Rows from a pointing dataset
------------

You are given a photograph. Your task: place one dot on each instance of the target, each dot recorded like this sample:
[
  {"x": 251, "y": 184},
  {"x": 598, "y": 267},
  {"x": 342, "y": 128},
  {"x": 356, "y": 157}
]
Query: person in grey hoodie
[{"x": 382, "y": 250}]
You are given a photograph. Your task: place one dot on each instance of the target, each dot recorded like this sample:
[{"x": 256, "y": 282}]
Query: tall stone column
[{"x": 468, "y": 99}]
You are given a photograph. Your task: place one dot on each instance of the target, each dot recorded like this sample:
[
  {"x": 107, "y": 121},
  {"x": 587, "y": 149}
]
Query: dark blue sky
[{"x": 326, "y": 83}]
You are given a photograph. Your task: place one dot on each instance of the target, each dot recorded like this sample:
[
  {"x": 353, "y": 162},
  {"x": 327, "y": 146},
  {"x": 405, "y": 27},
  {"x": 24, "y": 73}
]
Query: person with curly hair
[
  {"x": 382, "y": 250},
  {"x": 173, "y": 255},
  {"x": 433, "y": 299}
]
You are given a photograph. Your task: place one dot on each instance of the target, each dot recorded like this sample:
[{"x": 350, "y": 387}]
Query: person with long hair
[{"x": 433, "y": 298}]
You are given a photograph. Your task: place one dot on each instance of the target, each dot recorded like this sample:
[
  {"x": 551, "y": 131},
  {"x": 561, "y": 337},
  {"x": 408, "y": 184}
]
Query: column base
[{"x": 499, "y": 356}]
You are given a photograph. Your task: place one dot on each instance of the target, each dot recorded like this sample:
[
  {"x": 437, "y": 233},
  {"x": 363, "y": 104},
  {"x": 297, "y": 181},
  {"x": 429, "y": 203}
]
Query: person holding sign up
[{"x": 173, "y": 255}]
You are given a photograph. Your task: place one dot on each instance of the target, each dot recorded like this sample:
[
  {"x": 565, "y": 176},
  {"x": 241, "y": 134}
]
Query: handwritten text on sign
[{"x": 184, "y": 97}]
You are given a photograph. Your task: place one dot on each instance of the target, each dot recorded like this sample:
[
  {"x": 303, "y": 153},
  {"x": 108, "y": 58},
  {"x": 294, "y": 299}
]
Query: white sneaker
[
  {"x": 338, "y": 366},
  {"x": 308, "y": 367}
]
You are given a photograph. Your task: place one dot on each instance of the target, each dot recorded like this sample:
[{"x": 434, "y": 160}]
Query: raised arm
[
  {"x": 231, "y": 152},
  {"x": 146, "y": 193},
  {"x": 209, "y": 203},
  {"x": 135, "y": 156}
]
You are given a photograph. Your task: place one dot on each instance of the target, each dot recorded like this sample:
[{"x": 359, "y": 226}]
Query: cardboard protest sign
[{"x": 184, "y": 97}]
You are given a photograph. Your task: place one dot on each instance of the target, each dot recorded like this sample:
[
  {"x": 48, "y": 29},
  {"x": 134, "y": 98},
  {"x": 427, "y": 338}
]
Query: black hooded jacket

------------

_Exercise directions_
Print the records above exactly as they appear.

_Exercise response_
You are given a photograph. Your task: place one dot on each instance of the target, each dot recorded like this sample:
[
  {"x": 251, "y": 184},
  {"x": 598, "y": 267},
  {"x": 342, "y": 128},
  {"x": 356, "y": 157}
]
Query: person in grey hoodie
[{"x": 382, "y": 250}]
You are given a photograph. Your task: place one dot on each instance of the target, each dot recorded like this sample:
[{"x": 256, "y": 282}]
Query: tall stone column
[{"x": 468, "y": 99}]
You are given a photograph. Your task: place one dot on each instance of the target, each dot recorded like this sample:
[
  {"x": 107, "y": 121},
  {"x": 587, "y": 149}
]
Query: dark blue sky
[{"x": 326, "y": 83}]
You are given a photograph. Your task: place one dot on each instance of the target, each dot recorded like this sample:
[
  {"x": 353, "y": 162},
  {"x": 327, "y": 146},
  {"x": 405, "y": 27},
  {"x": 24, "y": 73}
]
Query: person with curly hair
[
  {"x": 382, "y": 250},
  {"x": 173, "y": 255},
  {"x": 433, "y": 299}
]
You are given a photograph. Your task: place one dot on each instance of the target, each dot recorded like this sample:
[{"x": 350, "y": 387}]
Query: person with long hair
[{"x": 433, "y": 298}]
You are given a photograph. Your task: place one dot on each instance of the target, each dot recorded like this sample:
[
  {"x": 551, "y": 131},
  {"x": 561, "y": 337},
  {"x": 408, "y": 184}
]
Query: column base
[{"x": 499, "y": 356}]
You are given a photograph. Your task: place one dot on each instance of the target, each dot recorded like this sample:
[
  {"x": 437, "y": 233},
  {"x": 363, "y": 104},
  {"x": 297, "y": 181},
  {"x": 429, "y": 203}
]
Query: person holding sign up
[{"x": 173, "y": 255}]
You are given a photograph. Your task: place one dot on each instance of the target, each dot recorded like this sample:
[
  {"x": 565, "y": 176},
  {"x": 241, "y": 134}
]
Query: handwritten text on sign
[{"x": 184, "y": 97}]
You are given a photograph. Your task: place one dot on each instance of the target, each dot recorded like this sample:
[
  {"x": 303, "y": 153},
  {"x": 108, "y": 58},
  {"x": 294, "y": 299}
]
Query: white sneaker
[
  {"x": 338, "y": 366},
  {"x": 308, "y": 367}
]
You are given a photograph. Your task: place one dot on each instance of the target, each dot recorded like this sample:
[{"x": 434, "y": 160}]
Query: raised arm
[
  {"x": 231, "y": 152},
  {"x": 146, "y": 193},
  {"x": 209, "y": 203},
  {"x": 135, "y": 156}
]
You are given a photograph. Your task: place one dot on each instance of the target, each dot recorded like this sample:
[{"x": 359, "y": 226}]
Query: cardboard protest sign
[{"x": 184, "y": 97}]
You are given a photograph. Your task: place one dot on each instance of the target, each dot recorded like this sample:
[
  {"x": 48, "y": 29},
  {"x": 134, "y": 98},
  {"x": 427, "y": 338}
]
Query: black hooded jacket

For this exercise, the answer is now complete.